Exercise brief
Reproduce each of the following records verbatim, without altering any word, number, or punctuation mark.

─── Records for the exercise

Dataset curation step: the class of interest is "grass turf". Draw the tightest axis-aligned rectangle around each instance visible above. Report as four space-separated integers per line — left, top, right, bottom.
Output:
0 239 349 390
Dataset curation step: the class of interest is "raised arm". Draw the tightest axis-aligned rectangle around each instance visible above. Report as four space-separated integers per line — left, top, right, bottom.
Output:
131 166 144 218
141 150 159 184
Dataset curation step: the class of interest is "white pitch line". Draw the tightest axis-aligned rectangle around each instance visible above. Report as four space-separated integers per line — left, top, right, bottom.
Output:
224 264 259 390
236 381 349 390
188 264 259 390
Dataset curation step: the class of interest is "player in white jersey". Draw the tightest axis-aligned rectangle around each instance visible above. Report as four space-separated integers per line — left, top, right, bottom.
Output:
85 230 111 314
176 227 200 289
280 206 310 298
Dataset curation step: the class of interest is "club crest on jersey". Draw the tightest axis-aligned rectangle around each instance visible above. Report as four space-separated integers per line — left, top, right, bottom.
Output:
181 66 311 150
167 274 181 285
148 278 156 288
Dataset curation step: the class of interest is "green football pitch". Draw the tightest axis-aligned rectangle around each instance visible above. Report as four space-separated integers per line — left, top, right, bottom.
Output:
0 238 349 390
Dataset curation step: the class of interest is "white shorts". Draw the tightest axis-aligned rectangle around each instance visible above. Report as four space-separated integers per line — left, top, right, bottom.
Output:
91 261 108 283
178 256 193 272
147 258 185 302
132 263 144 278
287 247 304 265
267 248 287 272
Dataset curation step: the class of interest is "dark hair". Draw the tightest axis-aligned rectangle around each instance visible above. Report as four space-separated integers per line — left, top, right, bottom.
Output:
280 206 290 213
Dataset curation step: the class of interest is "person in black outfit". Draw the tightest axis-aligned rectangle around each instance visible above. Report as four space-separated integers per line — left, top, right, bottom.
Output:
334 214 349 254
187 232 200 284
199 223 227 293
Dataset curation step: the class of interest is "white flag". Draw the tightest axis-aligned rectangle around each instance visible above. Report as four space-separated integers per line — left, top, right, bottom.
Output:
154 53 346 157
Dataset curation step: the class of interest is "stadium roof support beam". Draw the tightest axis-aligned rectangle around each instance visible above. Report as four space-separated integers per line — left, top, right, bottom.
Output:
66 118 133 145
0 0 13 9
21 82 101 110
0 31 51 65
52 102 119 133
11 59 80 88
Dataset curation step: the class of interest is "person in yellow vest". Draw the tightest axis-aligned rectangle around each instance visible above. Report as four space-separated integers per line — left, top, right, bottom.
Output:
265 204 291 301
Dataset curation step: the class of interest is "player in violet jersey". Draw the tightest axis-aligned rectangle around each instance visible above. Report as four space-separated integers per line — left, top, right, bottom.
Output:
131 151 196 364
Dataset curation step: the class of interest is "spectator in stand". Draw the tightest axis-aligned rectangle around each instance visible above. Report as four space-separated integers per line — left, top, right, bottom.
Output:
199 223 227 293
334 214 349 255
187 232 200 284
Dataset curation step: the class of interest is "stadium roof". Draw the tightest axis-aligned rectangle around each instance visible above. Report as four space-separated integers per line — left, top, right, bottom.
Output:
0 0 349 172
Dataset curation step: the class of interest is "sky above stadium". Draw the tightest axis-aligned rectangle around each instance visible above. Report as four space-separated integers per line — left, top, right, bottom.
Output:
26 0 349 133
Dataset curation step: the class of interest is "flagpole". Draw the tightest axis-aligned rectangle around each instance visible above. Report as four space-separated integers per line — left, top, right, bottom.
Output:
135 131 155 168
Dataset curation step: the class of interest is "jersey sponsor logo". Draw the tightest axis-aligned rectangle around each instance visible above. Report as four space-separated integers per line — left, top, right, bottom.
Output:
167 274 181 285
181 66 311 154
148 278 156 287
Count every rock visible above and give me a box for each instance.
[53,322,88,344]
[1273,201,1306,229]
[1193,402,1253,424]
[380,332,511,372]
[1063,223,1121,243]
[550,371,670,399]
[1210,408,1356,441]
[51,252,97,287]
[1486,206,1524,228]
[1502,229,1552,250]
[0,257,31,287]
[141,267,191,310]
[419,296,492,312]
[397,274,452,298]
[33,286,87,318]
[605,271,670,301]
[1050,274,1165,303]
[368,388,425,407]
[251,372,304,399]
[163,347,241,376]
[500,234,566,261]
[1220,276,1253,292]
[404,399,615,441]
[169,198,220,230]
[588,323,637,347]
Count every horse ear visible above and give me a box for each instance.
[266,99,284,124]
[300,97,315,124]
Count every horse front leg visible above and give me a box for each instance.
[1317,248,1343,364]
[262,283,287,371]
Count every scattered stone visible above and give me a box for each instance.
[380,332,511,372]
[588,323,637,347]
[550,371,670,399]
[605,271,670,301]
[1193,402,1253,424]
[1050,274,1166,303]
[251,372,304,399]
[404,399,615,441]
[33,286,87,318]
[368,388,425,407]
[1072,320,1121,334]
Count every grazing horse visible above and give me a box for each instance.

──────

Exercise solution
Dataset curation step: the class of interest is "grass turf". Draw the tightest axis-aligned rectangle around each instance visible above. Report as four space-separated integers per line — left, top, right, bottom.
Output:
0 239 349 390
Dataset curation step: the class of interest is "raised arm". Draw the tightest axis-aligned rectangle around each instance visible above. Report as four space-separated integers per line — left, top, right, bottom.
Output:
131 166 144 218
141 150 159 184
Dataset curation step: the class of interest is "white pitch line". Draw the tightest axis-aligned rectangle around each instance visible above. Report as four space-separated integers per line — left, top, right, bottom.
Output:
224 264 259 390
236 381 349 390
188 264 259 390
Dataset curation step: the class of interest is "player in white jersey". Draw the tightest axis-aligned rectangle around each instance visible above. Report as four space-separated integers per line — left, top, right, bottom.
Output:
85 230 111 314
176 227 200 289
280 206 310 298
Dataset curation step: the class of interest is "club crest on jersey". Draw the tightest axis-aligned rectangle around each instance visible above. Report as four space-separated integers per line — left, top, right, bottom.
Output:
181 66 311 150
167 274 181 285
148 278 156 288
Dataset curation step: the class of interest is "green football pitch". Draw the tightest axis-aligned rectangle around each instance visible above. Report as four space-separated integers per line — left, top, right, bottom.
Output:
0 238 349 390
Dataset curation step: the class of interest is "white shorts". Draw the tightest axis-aligned rectangle around each instance visible above. Report as four space-separated integers per line — left, top, right, bottom.
Output:
91 261 108 283
178 256 193 272
147 258 185 302
132 263 144 278
287 247 304 265
267 248 287 272
Dataset curation step: the class of interest is "dark hair". Draw the tightest axis-aligned rectangle around each instance visible above. Report as four space-separated integers per line — left, top, right, bottom.
Output:
280 206 290 213
Dataset curation step: the class of interest is "person in black outfit". Draw the tightest axis-aligned rectangle around each instance visible above. Report as four space-separated integers per line — left, top, right, bottom.
Output:
334 214 349 254
187 232 200 284
199 223 227 293
Dataset curation step: the class of interest is "white flag". Draw the tightest axis-aligned rectangle around each instance visible above. Report as four space-separated integers per line — left, top, right, bottom.
Output:
154 53 346 157
Dataset curation step: the class of interest is "stadium roof support beam". Draw the tightest axis-aligned rectangle around each instance visible above. Report as four space-separated integers per line — left, top, right, bottom.
Output:
66 118 133 145
0 0 13 9
21 82 101 110
0 31 51 65
52 102 119 133
11 59 80 88
Dataset curation step: the class of interest is "person in yellow vest". Draw the tightest axis-aligned rectangle around each instance visible above. Report as four space-separated integers per line — left, top, right, bottom.
Output:
265 204 291 301
Dataset curation step: the class of interest is "player in violet jersey". Draw the tightest axis-aligned rectangle around each instance visible above. Report as four space-separated integers per line — left, top, right, bottom.
Output:
131 151 196 364
Dataset curation step: the class of interest is "spectator in stand". Draw the tightest axis-aligned rectangle around each instance visible above. Report as four space-separated integers per line — left, top, right, bottom.
Output:
199 223 227 293
334 214 349 255
187 232 200 284
Dataset curation step: the class of interest is "stadium roof". Draw the tightest axis-aligned rectangle around each instance visible above. Report as four space-separated integers per line — left, top, right, bottom.
Output:
0 0 349 172
Dataset curation step: the class of interest is "sky above stadium". Draw the tightest axis-aligned rectangle around each instance visible above. Report as four space-separated integers per line — left, top, right, bottom.
Output:
26 0 349 133
Dataset curation step: the class of interest is "flagpole". Draw the tightest axis-aligned rectangle around each instance visible above. Report as four space-separated integers per line — left, top, right, bottom.
Output:
135 131 155 168
Dataset curation step: the class of interest is "jersey sponsor logo". Draw the tightest axis-aligned rectangle around each instance visible above. Report as four space-separated integers per line — left, top, right, bottom.
Output:
167 274 181 285
181 66 311 154
148 278 156 287
Count every rock visible above and give me a box for each instance.
[53,322,88,344]
[1273,201,1306,229]
[1193,402,1253,424]
[380,332,511,372]
[1063,223,1121,243]
[550,371,670,399]
[1210,408,1356,441]
[51,252,97,287]
[1486,206,1524,228]
[1502,229,1552,250]
[0,257,31,287]
[141,267,191,310]
[419,296,492,312]
[397,274,452,298]
[33,286,87,318]
[605,271,670,301]
[1050,274,1165,303]
[368,388,425,407]
[251,372,304,399]
[163,347,241,376]
[500,234,566,261]
[1220,276,1253,292]
[404,399,615,441]
[169,198,220,230]
[588,323,637,347]
Count every horse ear visible above and give me a box for each instance.
[266,99,284,124]
[300,97,315,124]
Count every horse front leg visible above and give me a box for each instance.
[1317,248,1343,364]
[262,283,287,371]
Count every scattered stone visible above and give me a box for each instance.
[380,332,511,372]
[588,323,637,347]
[550,371,670,399]
[605,271,670,301]
[1193,402,1253,424]
[1050,274,1166,303]
[251,372,304,399]
[404,399,615,441]
[33,286,87,318]
[368,388,425,407]
[1072,320,1121,334]
Count every grazing horse visible above and give me a box for each instance.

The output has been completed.